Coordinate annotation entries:
## START
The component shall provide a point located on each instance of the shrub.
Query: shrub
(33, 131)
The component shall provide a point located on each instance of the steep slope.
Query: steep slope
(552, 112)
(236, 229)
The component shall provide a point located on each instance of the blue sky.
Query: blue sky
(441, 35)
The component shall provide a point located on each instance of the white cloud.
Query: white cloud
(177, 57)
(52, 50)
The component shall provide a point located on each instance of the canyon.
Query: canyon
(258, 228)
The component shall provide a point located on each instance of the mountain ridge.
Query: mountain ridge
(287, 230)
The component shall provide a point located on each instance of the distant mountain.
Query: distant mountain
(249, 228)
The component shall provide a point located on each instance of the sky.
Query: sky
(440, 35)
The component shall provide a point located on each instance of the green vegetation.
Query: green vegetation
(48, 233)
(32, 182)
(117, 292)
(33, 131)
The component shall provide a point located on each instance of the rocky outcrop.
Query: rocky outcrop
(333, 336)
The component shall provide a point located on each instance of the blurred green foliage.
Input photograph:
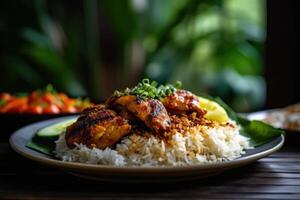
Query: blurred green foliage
(94, 47)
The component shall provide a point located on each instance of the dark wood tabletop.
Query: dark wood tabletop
(273, 177)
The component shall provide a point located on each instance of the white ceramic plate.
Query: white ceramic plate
(134, 174)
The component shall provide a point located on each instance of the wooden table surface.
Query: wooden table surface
(273, 177)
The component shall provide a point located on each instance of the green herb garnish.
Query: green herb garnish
(149, 90)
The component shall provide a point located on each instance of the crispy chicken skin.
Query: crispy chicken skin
(97, 127)
(182, 101)
(150, 111)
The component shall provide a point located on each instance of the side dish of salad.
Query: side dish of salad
(46, 101)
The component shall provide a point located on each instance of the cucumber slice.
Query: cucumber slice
(55, 130)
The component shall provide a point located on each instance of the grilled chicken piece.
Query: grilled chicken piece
(151, 111)
(183, 101)
(97, 127)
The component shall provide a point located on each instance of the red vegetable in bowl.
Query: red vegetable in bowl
(46, 101)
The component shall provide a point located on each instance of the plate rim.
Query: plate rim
(51, 162)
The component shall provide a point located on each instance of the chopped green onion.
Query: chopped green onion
(149, 89)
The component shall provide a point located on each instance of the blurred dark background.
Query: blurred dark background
(243, 51)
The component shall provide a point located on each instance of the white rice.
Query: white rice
(198, 145)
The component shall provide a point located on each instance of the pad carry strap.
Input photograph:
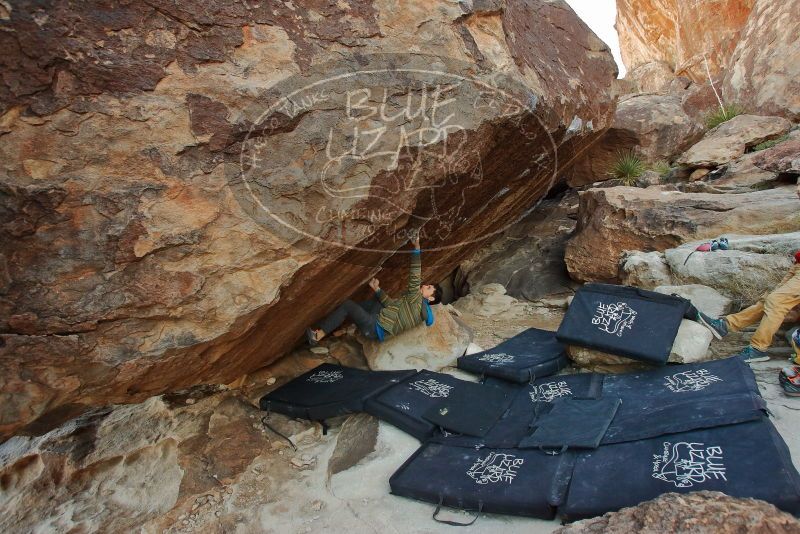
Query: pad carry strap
(455, 523)
(554, 452)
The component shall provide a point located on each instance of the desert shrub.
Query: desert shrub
(719, 115)
(628, 166)
(662, 167)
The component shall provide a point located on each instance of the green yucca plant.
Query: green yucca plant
(725, 113)
(628, 167)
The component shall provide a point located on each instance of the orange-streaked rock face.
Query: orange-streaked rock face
(130, 264)
(677, 34)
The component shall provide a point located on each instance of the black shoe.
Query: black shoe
(718, 327)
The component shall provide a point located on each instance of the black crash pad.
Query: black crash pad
(528, 402)
(403, 404)
(504, 481)
(473, 409)
(679, 398)
(743, 460)
(622, 320)
(530, 354)
(572, 424)
(329, 390)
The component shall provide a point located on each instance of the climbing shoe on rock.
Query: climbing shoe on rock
(789, 379)
(752, 354)
(718, 327)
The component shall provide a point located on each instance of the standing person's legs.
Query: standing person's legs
(794, 340)
(364, 320)
(776, 306)
(747, 317)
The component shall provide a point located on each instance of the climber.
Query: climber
(381, 315)
(769, 312)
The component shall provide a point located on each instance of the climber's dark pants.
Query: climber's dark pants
(363, 314)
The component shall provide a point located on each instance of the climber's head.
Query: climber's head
(432, 292)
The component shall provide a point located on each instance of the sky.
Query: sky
(599, 15)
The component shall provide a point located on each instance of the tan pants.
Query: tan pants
(771, 311)
(796, 352)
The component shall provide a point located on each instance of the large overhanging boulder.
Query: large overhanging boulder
(187, 186)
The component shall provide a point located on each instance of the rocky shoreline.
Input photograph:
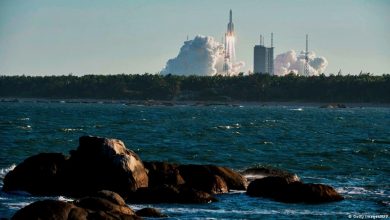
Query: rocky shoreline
(106, 164)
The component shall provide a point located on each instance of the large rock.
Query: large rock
(170, 194)
(284, 190)
(207, 178)
(212, 179)
(39, 174)
(102, 163)
(97, 164)
(88, 208)
(47, 209)
(261, 172)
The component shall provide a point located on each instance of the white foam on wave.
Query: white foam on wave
(357, 191)
(200, 211)
(71, 129)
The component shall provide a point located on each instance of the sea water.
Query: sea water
(348, 149)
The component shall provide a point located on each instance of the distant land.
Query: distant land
(362, 88)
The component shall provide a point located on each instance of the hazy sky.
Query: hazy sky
(50, 37)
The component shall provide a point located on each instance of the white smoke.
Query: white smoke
(290, 61)
(200, 56)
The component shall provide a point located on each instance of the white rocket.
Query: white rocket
(230, 31)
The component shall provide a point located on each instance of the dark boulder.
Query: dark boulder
(88, 208)
(102, 163)
(39, 174)
(111, 196)
(150, 212)
(97, 164)
(261, 172)
(233, 179)
(283, 190)
(212, 179)
(47, 209)
(170, 194)
(161, 173)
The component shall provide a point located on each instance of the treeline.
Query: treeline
(255, 87)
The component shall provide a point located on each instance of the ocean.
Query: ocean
(348, 149)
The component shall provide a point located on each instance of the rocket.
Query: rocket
(230, 31)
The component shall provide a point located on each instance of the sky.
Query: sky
(52, 37)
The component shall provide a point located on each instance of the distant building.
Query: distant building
(263, 58)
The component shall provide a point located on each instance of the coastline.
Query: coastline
(196, 102)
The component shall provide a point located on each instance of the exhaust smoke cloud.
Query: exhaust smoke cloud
(200, 56)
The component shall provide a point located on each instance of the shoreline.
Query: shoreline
(195, 102)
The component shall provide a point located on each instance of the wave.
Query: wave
(70, 129)
(4, 171)
(371, 141)
(228, 212)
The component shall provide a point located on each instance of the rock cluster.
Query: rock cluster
(97, 164)
(102, 205)
(106, 164)
(284, 190)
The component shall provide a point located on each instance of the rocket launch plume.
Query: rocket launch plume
(199, 56)
(290, 61)
(205, 56)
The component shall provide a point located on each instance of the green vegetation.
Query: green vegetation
(255, 87)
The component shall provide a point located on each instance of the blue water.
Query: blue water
(346, 148)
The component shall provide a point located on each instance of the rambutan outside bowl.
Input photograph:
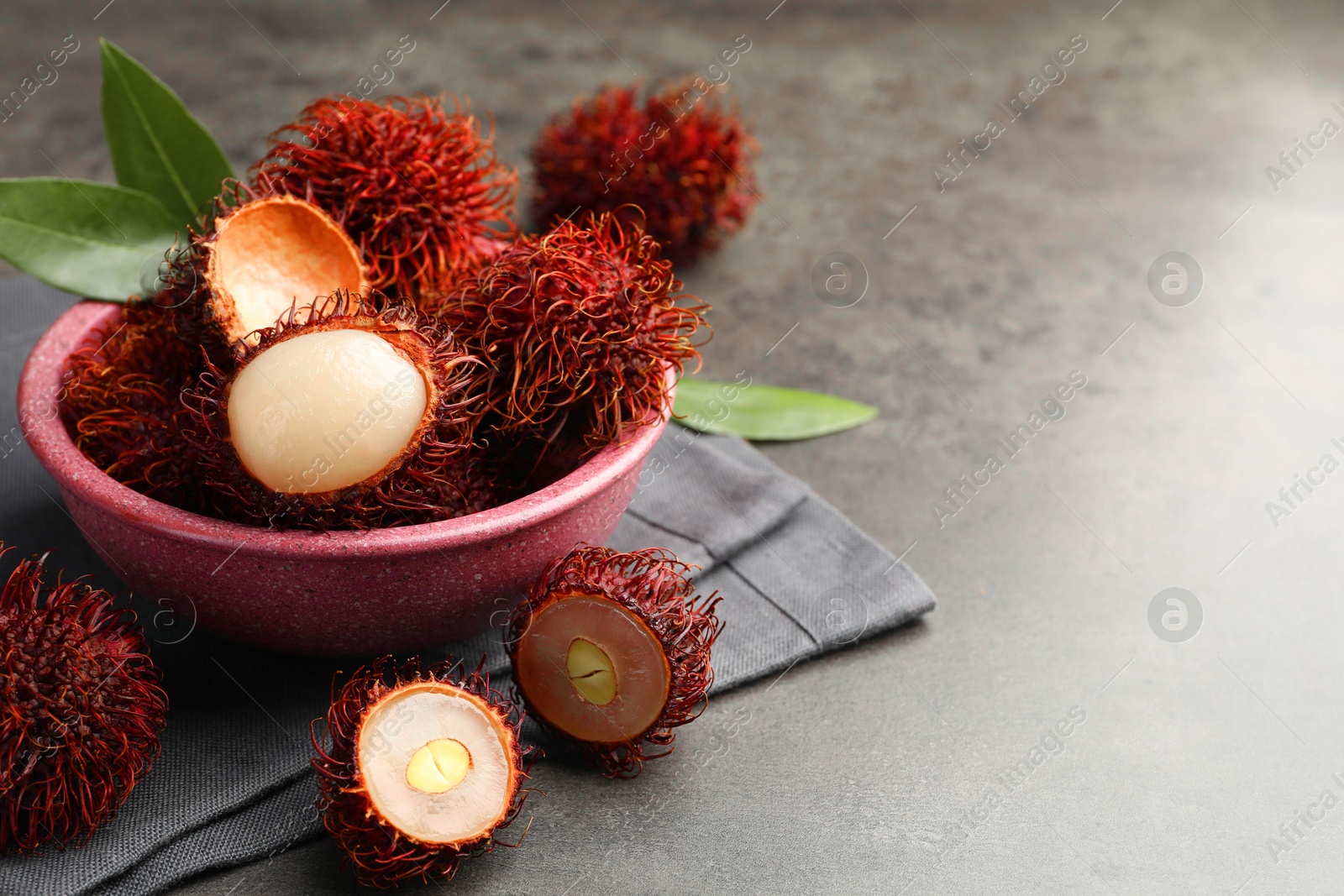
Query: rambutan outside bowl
(333, 594)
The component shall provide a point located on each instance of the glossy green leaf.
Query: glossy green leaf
(765, 412)
(82, 237)
(156, 145)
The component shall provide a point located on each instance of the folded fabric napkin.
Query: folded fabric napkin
(233, 783)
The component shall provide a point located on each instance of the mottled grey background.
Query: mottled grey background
(884, 768)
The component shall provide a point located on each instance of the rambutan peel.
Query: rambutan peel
(685, 164)
(582, 322)
(612, 652)
(423, 770)
(82, 710)
(272, 254)
(416, 184)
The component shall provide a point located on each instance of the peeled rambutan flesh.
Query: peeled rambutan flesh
(680, 157)
(420, 770)
(612, 651)
(260, 255)
(417, 186)
(340, 417)
(582, 322)
(80, 710)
## END
> _What is being asked_: Reproduce the lines of the material above, starting with the line that contains "peeled rambutan flesh." and continuing through the end of the material.

> _Exercise answer_:
The component shall provide a point located on each instance of the peeled rambutan flesh.
Query: peeled rambutan flesh
(680, 157)
(420, 770)
(612, 651)
(260, 255)
(417, 186)
(340, 417)
(582, 322)
(80, 710)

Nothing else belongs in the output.